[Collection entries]
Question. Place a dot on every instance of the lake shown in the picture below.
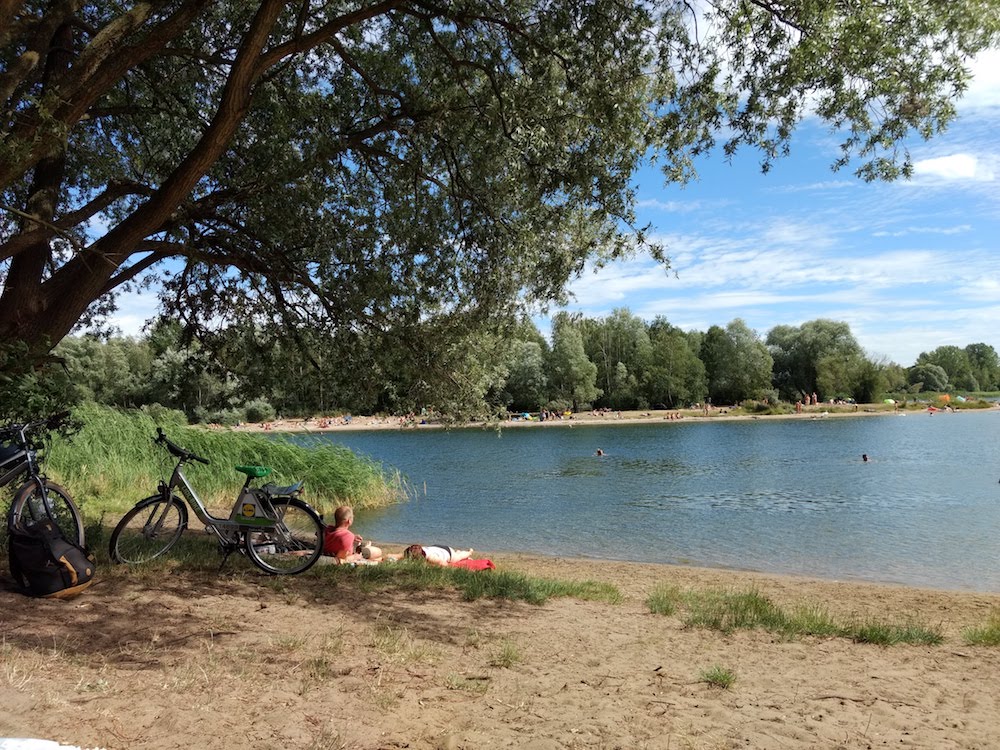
(778, 496)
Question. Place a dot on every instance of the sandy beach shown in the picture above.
(238, 660)
(345, 422)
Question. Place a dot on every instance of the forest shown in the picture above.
(616, 362)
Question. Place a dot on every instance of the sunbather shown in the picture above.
(437, 554)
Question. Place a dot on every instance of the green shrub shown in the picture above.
(112, 462)
(259, 411)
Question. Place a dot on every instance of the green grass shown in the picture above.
(891, 634)
(718, 677)
(727, 611)
(496, 584)
(112, 462)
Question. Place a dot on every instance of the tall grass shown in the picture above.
(112, 462)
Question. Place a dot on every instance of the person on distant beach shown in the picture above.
(436, 554)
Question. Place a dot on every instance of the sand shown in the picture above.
(239, 660)
(343, 422)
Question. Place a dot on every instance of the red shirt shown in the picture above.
(338, 542)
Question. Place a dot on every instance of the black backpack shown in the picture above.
(44, 563)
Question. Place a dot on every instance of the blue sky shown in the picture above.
(910, 265)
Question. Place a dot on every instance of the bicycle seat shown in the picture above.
(275, 491)
(254, 471)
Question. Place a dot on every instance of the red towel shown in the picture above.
(470, 564)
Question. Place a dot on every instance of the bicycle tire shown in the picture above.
(29, 506)
(148, 531)
(293, 545)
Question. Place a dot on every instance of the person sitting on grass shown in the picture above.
(436, 554)
(343, 544)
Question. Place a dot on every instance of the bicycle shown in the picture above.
(280, 533)
(37, 498)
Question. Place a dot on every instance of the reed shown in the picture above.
(112, 462)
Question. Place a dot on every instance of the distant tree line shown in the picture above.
(616, 362)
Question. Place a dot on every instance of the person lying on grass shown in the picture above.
(436, 554)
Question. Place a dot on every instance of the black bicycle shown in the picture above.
(37, 497)
(280, 533)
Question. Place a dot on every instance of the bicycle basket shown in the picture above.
(10, 454)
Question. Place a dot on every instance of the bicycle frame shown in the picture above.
(252, 509)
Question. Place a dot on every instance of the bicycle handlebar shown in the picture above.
(175, 450)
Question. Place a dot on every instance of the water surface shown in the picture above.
(782, 496)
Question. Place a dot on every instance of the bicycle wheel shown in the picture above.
(30, 504)
(149, 530)
(293, 545)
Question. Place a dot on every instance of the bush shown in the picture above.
(259, 410)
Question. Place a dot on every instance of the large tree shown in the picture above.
(818, 356)
(372, 165)
(737, 364)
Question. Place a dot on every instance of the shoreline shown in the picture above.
(648, 416)
(326, 662)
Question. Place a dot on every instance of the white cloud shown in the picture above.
(955, 167)
(674, 207)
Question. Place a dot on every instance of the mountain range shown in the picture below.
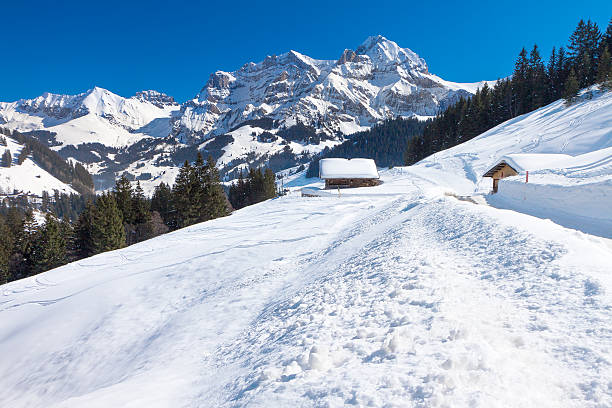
(279, 112)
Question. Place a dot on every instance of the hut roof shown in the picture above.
(529, 162)
(347, 168)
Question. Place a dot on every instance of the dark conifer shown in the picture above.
(214, 198)
(49, 248)
(123, 197)
(604, 73)
(7, 159)
(161, 202)
(571, 88)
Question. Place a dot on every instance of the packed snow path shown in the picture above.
(405, 299)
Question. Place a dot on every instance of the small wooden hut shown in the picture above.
(498, 172)
(522, 163)
(347, 173)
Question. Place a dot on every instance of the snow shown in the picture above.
(347, 168)
(27, 177)
(530, 161)
(404, 294)
(95, 116)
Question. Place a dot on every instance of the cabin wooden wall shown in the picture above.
(350, 183)
(504, 172)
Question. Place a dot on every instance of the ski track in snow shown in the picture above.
(382, 300)
(435, 324)
(392, 296)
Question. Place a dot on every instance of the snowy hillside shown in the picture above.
(379, 80)
(96, 116)
(27, 177)
(395, 295)
(575, 190)
(282, 110)
(404, 294)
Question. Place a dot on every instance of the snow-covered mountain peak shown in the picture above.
(384, 52)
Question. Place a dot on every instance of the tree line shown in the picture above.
(533, 84)
(253, 188)
(74, 174)
(112, 220)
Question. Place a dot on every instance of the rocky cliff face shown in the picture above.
(279, 112)
(377, 81)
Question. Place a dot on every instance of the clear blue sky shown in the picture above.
(126, 46)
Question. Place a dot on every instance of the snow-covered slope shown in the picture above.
(395, 295)
(27, 177)
(243, 118)
(96, 116)
(377, 81)
(574, 190)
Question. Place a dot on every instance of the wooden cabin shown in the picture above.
(500, 171)
(522, 163)
(348, 173)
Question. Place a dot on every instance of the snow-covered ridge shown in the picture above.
(567, 151)
(95, 116)
(395, 295)
(28, 177)
(376, 81)
(249, 108)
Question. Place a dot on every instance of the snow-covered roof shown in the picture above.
(347, 168)
(522, 162)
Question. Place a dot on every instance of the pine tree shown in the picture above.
(83, 244)
(107, 229)
(214, 198)
(140, 206)
(520, 80)
(99, 228)
(269, 184)
(607, 37)
(7, 159)
(24, 247)
(604, 70)
(571, 88)
(6, 249)
(49, 249)
(184, 195)
(161, 202)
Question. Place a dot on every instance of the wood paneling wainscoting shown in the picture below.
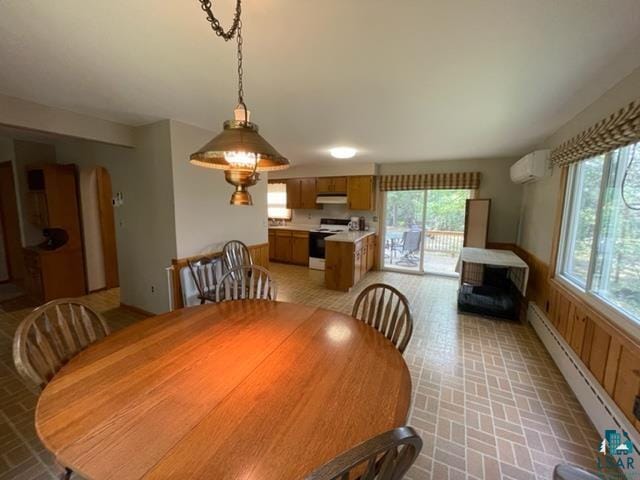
(609, 353)
(259, 254)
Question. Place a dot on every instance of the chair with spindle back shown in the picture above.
(50, 336)
(246, 283)
(387, 456)
(387, 310)
(204, 272)
(236, 254)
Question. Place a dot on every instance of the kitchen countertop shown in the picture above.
(349, 237)
(299, 228)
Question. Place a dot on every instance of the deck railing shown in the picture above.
(443, 241)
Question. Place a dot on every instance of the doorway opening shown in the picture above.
(424, 230)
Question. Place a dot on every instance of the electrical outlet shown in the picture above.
(636, 408)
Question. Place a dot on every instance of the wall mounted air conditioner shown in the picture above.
(531, 167)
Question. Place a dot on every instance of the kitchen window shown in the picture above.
(600, 243)
(277, 201)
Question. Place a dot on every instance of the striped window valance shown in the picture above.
(615, 131)
(430, 181)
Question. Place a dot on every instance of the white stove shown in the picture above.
(328, 226)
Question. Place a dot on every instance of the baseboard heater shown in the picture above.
(595, 400)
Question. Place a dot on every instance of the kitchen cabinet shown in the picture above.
(361, 193)
(300, 248)
(51, 274)
(347, 263)
(283, 246)
(289, 246)
(272, 245)
(331, 185)
(302, 193)
(53, 203)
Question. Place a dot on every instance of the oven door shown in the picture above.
(316, 244)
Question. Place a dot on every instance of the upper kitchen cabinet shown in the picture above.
(361, 193)
(301, 193)
(329, 185)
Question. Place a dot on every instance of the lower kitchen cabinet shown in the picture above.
(346, 263)
(300, 248)
(289, 246)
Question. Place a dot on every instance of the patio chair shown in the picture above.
(410, 245)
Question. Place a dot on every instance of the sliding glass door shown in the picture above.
(424, 230)
(403, 232)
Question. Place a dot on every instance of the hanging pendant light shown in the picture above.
(239, 149)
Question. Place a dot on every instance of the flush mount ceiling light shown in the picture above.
(239, 149)
(343, 152)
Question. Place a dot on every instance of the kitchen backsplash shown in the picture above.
(312, 217)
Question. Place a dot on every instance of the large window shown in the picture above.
(600, 250)
(277, 201)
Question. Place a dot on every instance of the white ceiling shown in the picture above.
(402, 80)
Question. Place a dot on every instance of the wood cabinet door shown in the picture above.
(357, 262)
(283, 247)
(308, 193)
(324, 184)
(339, 185)
(364, 261)
(300, 248)
(293, 193)
(272, 245)
(360, 195)
(476, 222)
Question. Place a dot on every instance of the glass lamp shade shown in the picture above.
(239, 147)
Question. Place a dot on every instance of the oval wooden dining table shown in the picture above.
(246, 390)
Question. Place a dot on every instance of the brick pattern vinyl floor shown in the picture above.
(488, 401)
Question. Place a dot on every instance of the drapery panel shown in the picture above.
(615, 131)
(430, 181)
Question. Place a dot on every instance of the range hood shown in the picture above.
(331, 199)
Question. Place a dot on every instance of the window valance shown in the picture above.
(615, 131)
(430, 181)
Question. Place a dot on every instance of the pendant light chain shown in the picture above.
(234, 31)
(240, 68)
(215, 23)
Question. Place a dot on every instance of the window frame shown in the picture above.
(622, 317)
(289, 214)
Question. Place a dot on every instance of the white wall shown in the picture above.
(6, 155)
(29, 153)
(145, 224)
(34, 116)
(495, 184)
(540, 198)
(330, 168)
(204, 219)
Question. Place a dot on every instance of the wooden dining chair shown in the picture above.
(246, 283)
(387, 310)
(236, 254)
(50, 336)
(204, 271)
(387, 456)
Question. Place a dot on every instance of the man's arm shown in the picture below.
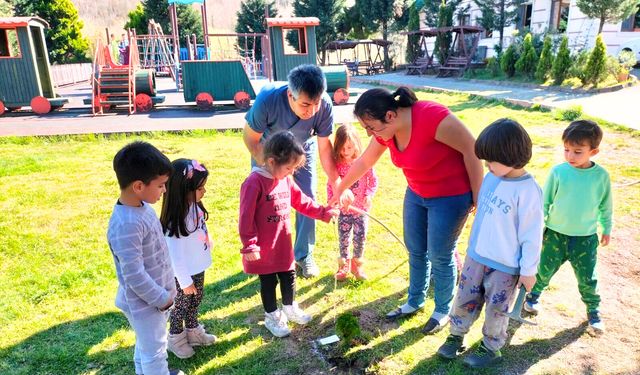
(325, 149)
(252, 141)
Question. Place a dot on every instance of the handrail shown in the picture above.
(98, 63)
(134, 62)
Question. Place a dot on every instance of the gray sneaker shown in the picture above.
(308, 266)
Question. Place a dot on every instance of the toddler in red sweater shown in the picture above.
(266, 198)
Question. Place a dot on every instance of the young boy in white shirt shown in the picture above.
(504, 245)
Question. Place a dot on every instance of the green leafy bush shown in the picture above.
(627, 60)
(579, 65)
(508, 61)
(528, 60)
(562, 62)
(493, 66)
(596, 69)
(568, 114)
(546, 60)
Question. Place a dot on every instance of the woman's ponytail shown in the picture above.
(404, 96)
(375, 103)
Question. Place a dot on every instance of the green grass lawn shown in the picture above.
(58, 280)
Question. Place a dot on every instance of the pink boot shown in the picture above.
(356, 268)
(343, 269)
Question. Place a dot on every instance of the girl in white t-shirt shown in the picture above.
(183, 220)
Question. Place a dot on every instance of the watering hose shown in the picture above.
(362, 212)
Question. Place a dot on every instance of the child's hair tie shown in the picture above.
(188, 170)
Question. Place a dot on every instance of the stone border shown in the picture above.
(518, 102)
(631, 82)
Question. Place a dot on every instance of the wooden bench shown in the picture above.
(420, 66)
(358, 67)
(375, 68)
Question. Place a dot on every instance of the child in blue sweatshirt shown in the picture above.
(504, 245)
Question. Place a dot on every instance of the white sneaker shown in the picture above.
(295, 314)
(276, 323)
(179, 345)
(532, 304)
(596, 326)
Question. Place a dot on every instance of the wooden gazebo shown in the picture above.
(462, 50)
(424, 61)
(373, 61)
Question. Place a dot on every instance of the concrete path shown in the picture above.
(620, 107)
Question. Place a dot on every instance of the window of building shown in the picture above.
(524, 16)
(9, 45)
(295, 41)
(632, 23)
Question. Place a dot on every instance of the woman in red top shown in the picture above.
(436, 154)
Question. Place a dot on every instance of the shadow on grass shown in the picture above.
(65, 349)
(517, 359)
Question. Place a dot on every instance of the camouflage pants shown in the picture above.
(581, 252)
(483, 286)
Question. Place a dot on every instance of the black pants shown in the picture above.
(185, 307)
(268, 289)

- DIRECTIONS FOR THIS TASK
Locate the line that contains "Question. Place a dot on every instance of the woman in", then please quote it and every line after it to the end of the entries above, exactly and with nothing else.

- SOLUTION
Question. Place a dot on every instance of the woman in red top shown in the picture above.
(436, 154)
Question. Place a dot on every instance of the shadow on grass shown in the picture above.
(65, 349)
(517, 359)
Question. Place a dot on every instance of the camouflage pants shown in the picture above.
(581, 252)
(483, 286)
Question. Place a dot on every instance of the black pants shown in the picture above.
(185, 307)
(268, 289)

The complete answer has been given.